REPUBLIKA.CO.ID, NEW YORK -- Google mengungkapkan jumlah energi yang dibutuhkan kecerdasan artifisial (AI) untuk menjawab satu pertanyaan atau permintaan. Perusahaan teknologi raksasa itu menggunakan metodologi baru untuk menghitung dampak lingkungan model AI, termasuk konsumsi air, energi, serta emisi yang dikeluarkan.
Para ekonom menilai perangkat AI dapat mendorong pertumbuhan ekonomi dengan meningkatkan produktivitas dan memicu efisiensi. Goldman Sachs memperkirakan teknologi itu dapat meningkatkan Produk Domestik Bruto (PDB) global hingga 7 persen atau setara 7 triliun dolar AS dalam 10 tahun mendatang.
Di saat yang sama, ilmuwan mengkhawatirkan dampak lingkungan AI yang hingga kini masih belum sepenuhnya dimengerti. Meski demikian, sudah diketahui pusat data membutuhkan energi yang sangat besar.
“Dalam meningkatkan efisiensi energi AI, sangat penting untuk memahami jejak lingkungan AI. Sampai saat ini pemahaman komprehensif mengenai dampak energi AI masih terbatas,” tulis Wakil Presiden Keberlanjutan dan Pembelajaran Google, Ben Gomes, dalam unggahan di blog Google, seperti dikutip dari CBS News, Kamis (21/8/2025) lalu.

(Data yang tersimpan):
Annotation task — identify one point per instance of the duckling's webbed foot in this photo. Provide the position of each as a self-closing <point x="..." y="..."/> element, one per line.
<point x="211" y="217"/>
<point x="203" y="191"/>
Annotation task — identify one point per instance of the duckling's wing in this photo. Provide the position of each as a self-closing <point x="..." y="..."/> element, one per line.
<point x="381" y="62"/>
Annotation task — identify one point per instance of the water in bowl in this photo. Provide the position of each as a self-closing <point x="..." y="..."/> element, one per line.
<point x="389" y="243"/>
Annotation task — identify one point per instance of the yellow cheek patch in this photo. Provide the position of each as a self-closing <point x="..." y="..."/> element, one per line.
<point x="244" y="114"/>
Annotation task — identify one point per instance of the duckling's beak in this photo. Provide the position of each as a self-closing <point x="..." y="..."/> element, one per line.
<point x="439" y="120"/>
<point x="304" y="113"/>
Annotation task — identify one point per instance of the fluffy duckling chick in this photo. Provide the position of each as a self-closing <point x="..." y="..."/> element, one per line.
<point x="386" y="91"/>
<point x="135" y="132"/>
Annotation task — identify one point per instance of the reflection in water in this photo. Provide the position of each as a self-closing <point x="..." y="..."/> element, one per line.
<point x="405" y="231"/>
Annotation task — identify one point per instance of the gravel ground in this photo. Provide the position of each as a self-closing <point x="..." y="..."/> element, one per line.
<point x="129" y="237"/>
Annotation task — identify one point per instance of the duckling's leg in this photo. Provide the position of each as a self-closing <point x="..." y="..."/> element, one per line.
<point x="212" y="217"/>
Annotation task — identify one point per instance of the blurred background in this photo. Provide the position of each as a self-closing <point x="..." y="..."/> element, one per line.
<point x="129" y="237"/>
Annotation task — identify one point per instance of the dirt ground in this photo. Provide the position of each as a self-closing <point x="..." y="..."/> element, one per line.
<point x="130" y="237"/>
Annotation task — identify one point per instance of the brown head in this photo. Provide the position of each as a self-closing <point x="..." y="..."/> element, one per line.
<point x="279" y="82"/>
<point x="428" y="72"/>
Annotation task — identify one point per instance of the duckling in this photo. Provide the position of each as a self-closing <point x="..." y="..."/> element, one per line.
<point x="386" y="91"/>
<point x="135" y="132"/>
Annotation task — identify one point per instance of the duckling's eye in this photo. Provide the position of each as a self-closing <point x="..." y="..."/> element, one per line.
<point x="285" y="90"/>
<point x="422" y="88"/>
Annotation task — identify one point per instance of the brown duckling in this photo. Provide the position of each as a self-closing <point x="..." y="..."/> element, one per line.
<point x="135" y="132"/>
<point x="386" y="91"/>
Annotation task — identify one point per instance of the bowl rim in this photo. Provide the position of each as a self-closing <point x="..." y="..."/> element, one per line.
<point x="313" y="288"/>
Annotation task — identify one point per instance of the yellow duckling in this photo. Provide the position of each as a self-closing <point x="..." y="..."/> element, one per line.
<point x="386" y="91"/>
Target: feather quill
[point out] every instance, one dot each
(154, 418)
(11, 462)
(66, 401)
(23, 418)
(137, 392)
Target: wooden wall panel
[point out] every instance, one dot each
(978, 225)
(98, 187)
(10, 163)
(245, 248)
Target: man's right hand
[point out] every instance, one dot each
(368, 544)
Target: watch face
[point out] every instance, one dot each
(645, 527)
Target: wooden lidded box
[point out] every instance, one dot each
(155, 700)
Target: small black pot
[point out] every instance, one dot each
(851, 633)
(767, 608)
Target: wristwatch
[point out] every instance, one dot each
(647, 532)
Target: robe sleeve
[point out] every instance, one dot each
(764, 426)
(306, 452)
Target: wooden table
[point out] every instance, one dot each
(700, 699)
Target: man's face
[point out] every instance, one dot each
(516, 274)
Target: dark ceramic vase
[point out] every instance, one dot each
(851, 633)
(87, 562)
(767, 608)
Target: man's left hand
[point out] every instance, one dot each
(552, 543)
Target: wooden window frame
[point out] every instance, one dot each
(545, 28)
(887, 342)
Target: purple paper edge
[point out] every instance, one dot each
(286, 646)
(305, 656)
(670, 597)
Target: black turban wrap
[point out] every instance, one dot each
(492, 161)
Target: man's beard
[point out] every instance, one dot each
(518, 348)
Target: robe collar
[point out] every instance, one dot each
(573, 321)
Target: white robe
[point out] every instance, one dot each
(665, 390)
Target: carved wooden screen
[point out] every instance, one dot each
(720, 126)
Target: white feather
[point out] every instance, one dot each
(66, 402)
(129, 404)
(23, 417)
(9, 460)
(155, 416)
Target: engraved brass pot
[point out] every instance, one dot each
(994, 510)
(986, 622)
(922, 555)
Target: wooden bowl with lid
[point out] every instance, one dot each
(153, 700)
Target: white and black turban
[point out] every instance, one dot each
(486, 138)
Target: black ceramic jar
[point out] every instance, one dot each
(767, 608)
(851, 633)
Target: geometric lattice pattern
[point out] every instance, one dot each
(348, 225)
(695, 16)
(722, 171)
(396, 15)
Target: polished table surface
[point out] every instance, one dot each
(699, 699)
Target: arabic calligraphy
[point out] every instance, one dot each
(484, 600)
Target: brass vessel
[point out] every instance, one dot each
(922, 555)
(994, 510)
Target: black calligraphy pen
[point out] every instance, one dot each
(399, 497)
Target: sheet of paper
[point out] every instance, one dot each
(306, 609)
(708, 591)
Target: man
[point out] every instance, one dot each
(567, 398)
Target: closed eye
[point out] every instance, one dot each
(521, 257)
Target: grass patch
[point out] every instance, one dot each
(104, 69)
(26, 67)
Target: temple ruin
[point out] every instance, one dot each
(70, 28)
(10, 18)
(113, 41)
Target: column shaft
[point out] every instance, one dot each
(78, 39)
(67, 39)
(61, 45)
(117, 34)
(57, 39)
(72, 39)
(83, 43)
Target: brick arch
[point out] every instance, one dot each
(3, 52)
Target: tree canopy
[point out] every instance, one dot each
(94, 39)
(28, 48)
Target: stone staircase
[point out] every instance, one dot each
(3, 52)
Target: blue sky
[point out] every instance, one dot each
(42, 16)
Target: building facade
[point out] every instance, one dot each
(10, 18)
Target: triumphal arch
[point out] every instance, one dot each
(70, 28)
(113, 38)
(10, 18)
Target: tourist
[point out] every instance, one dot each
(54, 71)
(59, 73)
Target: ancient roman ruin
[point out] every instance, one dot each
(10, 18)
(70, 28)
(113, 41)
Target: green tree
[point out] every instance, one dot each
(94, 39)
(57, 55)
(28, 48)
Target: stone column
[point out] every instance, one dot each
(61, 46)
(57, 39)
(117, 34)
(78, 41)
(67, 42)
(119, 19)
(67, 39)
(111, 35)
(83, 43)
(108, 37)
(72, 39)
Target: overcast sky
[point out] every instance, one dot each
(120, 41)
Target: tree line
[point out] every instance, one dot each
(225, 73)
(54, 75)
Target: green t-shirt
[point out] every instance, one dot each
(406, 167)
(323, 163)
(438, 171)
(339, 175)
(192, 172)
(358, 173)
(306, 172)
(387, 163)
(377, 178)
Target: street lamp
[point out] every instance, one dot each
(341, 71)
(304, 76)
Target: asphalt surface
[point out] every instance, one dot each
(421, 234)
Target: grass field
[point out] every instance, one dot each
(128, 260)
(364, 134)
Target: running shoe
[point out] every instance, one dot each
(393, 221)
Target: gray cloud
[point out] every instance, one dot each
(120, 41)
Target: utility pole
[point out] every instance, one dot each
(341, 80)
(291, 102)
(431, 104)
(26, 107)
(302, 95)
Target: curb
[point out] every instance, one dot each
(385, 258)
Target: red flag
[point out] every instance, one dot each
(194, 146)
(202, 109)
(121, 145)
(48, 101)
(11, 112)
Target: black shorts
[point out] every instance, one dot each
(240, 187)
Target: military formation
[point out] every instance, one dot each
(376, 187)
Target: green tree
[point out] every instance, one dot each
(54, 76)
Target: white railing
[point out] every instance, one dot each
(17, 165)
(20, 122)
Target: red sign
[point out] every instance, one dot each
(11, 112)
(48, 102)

(TUGAS KAMU):
Tuliskan ulang sama persis bagian artikel tentang energi AI Google, mulai dari "Para ekonom menilai" dan berakhir di "Kamis (21/8/2025) lalu.".

(JAWABAN):
Para ekonom menilai perangkat AI dapat mendorong pertumbuhan ekonomi dengan meningkatkan produktivitas dan memicu efisiensi. Goldman Sachs memperkirakan teknologi itu dapat meningkatkan Produk Domestik Bruto (PDB) global hingga 7 persen atau setara 7 triliun dolar AS dalam 10 tahun mendatang.
Di saat yang sama, ilmuwan mengkhawatirkan dampak lingkungan AI yang hingga kini masih belum sepenuhnya dimengerti. Meski demikian, sudah diketahui pusat data membutuhkan energi yang sangat besar.
“Dalam meningkatkan efisiensi energi AI, sangat penting untuk memahami jejak lingkungan AI. Sampai saat ini pemahaman komprehensif mengenai dampak energi AI masih terbatas,” tulis Wakil Presiden Keberlanjutan dan Pembelajaran Google, Ben Gomes, dalam unggahan di blog Google, seperti dikutip dari CBS News, Kamis (21/8/2025) lalu.